== ОТРЫВОК ==
Это история. И история, связанная в первую очередь с периодом Османской империи (которая сделала и много плохого, и много хорошего, как все империи). Для восточных патриархий реальным центром в то время был Константинополь. И все восточные патриархи были в постоянном контакте с Вселенским патриархом. Многие из них постоянно жили в Константинополе, ведь там находились органы центральной власти и решались основные вопросы. Получалось, что власть восточных патриархов была местной, у каждого в своей области, но жили они в гостях у Вселенского патриарха, на его территории. Там и решения принимались. Так что тут нет особенного богословия – это чистая история.
У русских была другая история, нежели та, которую прожили мы. Но для всех славянских церквей Константинополь – это церковь-мать. Кто крестил славян? Миссионеры и епископы Вселенского патриархата, будь они греки, болгары или кто-то еще.
Восточные церкви вроде бы древнее церкви Константинопольской, но слишком многое для них еще в Византии было связано с Вселенскими Сборами, которые в свою очередь связаны именно с Константинопольской церковью. Где решили, что Иерусалимский епископ будет патриархом? На Халкидонском Соборе в 451 году. А где находится Халкидон? Да прямо напротив Константинополя. До этого Иерусалимский епископ несколько столетий подряд подчинялся Кесарийскому митрополиту (сейчас, кстати, нет Кесарийского митрополита). Так что Церковь – это не только писанные законы, это еще и история.
Еще один болезненный вопрос – автокефалия Украинской церкви. Как это видят в Греции?
В Греции это видится иначе, чем в России. В Православной Церкви принцип автокефалий – естественный. Вот греки – небольшой народ, а при этом мы давно живем в пяти автокефальных церквах: Константинопольской, Элладской, Кипрской, Александрийской и Иерусалимской. И что, это мешает братству? Или даже хорошему взаимодействию между церквами? Нет, конечно. Как есть много епархий, так немало и автокефальных церквей. Нам что, надо всю церковь превратить в одну епархию, чтобы мирно жить? Нет, конечно. Поэтому, когда мне русские или украинцы говорят, что автокефалия, скажем, Украинской церкви – это «неспасительно», то для меня это какое-то новое богословие. Автокефалия в большой стране или в большой поместной церкви – это естественно. А православных украинцев – во сколько раз их больше, чем греков, болгар или сербов?
===
### ВАША ЗАДАЧА
Выпишите дословно часть приведенного выше отрывка, начиная со слов «Это история. И» и заканчивая словами «это чистая история.».
== ПРЕДОСТАВЛЕННЫЕ ДАННЫЕ ==
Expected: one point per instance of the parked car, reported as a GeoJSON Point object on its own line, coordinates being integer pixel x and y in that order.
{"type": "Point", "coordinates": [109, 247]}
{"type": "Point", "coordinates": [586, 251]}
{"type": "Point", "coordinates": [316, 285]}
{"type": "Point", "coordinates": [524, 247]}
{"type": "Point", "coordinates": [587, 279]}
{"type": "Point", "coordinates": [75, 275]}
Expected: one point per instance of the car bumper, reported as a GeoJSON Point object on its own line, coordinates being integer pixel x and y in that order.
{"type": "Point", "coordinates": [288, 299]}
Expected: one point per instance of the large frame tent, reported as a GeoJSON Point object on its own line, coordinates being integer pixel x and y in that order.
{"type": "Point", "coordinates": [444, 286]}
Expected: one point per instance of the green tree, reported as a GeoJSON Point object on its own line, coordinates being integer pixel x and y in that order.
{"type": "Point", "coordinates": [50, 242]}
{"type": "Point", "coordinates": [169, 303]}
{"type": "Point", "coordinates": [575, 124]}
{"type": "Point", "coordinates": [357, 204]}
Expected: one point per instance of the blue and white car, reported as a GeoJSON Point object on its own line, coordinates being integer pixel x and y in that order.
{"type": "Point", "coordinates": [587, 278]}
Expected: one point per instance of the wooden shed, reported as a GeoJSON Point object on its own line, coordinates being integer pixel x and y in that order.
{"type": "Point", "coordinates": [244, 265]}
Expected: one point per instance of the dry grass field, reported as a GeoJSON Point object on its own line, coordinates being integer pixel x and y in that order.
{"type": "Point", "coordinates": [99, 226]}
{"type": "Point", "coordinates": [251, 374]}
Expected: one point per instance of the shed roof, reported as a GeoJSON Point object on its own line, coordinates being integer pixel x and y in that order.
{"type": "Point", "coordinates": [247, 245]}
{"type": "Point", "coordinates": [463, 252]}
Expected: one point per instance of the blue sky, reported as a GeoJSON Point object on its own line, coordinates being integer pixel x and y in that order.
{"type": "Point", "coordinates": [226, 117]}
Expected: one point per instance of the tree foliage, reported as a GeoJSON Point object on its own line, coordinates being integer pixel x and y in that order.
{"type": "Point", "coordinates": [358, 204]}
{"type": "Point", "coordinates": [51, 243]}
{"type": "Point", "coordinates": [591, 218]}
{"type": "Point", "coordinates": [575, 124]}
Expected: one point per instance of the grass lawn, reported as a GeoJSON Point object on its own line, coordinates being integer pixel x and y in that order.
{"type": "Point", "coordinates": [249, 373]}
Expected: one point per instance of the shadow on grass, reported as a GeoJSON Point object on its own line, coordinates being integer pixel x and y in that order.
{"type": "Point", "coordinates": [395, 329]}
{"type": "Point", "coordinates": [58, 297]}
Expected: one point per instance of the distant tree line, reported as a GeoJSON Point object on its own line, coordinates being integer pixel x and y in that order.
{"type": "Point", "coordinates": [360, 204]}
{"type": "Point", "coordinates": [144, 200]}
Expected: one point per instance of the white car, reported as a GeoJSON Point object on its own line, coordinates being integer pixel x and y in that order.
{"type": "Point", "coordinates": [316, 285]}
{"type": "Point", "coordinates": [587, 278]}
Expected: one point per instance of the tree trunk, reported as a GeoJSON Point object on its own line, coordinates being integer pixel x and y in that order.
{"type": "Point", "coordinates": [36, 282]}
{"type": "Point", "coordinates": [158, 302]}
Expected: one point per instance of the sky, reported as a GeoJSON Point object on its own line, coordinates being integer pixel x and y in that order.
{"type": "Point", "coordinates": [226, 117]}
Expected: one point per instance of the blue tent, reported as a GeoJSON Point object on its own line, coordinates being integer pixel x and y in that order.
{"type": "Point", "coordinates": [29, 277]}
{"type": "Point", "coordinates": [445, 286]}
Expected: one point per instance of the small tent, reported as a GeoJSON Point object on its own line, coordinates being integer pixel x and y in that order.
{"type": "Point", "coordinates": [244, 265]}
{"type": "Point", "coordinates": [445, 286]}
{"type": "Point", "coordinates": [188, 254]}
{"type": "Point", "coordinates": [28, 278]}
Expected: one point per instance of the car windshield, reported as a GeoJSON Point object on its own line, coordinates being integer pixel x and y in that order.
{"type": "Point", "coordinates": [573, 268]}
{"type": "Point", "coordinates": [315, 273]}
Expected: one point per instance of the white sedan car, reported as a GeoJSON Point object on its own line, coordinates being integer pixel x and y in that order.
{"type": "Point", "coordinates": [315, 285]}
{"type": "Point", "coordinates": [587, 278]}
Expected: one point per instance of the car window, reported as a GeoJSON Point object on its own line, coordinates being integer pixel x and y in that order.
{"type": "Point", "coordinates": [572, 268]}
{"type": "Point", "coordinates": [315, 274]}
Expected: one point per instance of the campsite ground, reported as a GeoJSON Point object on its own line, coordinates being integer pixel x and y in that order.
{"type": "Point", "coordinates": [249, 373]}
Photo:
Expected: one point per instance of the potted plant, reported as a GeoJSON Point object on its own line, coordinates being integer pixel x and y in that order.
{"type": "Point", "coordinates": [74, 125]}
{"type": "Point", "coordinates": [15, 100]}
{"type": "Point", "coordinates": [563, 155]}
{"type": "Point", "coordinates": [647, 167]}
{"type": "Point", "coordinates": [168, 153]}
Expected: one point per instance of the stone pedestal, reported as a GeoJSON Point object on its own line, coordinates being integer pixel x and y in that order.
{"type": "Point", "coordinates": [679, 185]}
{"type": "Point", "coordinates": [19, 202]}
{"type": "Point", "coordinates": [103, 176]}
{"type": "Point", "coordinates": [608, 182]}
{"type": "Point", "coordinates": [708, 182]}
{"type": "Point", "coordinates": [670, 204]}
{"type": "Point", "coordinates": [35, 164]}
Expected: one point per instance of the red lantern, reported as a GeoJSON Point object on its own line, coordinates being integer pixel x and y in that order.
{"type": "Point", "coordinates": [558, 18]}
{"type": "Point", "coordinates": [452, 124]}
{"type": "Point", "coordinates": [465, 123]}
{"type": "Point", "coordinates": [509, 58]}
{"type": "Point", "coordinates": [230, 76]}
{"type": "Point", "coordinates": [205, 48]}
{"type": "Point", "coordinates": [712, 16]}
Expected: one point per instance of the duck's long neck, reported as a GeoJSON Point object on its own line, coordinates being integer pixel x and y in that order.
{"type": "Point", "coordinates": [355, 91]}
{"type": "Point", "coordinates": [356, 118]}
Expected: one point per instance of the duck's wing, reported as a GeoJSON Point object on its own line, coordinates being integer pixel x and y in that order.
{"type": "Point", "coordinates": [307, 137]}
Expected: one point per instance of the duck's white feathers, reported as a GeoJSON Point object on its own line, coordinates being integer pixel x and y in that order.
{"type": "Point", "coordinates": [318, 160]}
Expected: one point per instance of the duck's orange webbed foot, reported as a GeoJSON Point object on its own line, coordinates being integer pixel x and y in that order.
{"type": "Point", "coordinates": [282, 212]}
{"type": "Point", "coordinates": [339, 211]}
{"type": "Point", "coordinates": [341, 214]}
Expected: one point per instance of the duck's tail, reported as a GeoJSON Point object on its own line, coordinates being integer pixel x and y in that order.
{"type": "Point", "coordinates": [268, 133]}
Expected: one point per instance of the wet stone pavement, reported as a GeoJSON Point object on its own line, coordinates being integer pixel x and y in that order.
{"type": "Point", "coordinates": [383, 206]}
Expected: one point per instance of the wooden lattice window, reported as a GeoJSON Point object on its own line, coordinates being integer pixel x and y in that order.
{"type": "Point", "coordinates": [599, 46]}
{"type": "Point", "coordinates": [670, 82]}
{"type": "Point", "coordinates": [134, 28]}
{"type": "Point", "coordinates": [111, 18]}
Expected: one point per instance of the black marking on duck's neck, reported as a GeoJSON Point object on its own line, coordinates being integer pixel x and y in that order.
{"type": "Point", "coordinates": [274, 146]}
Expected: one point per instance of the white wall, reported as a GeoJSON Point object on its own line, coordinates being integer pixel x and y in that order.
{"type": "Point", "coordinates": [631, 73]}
===
### ОТВЕТ НА ЗАДАНИЕ
Это история. И история, связанная в первую очередь с периодом Османской империи (которая сделала и много плохого, и много хорошего, как все империи). Для восточных патриархий реальным центром в то время был Константинополь. И все восточные патриархи были в постоянном контакте с Вселенским патриархом. Многие из них постоянно жили в Константинополе, ведь там находились органы центральной власти и решались основные вопросы. Получалось, что власть восточных патриархов была местной, у каждого в своей области, но жили они в гостях у Вселенского патриарха, на его территории. Там и решения принимались. Так что тут нет особенного богословия – это чистая история.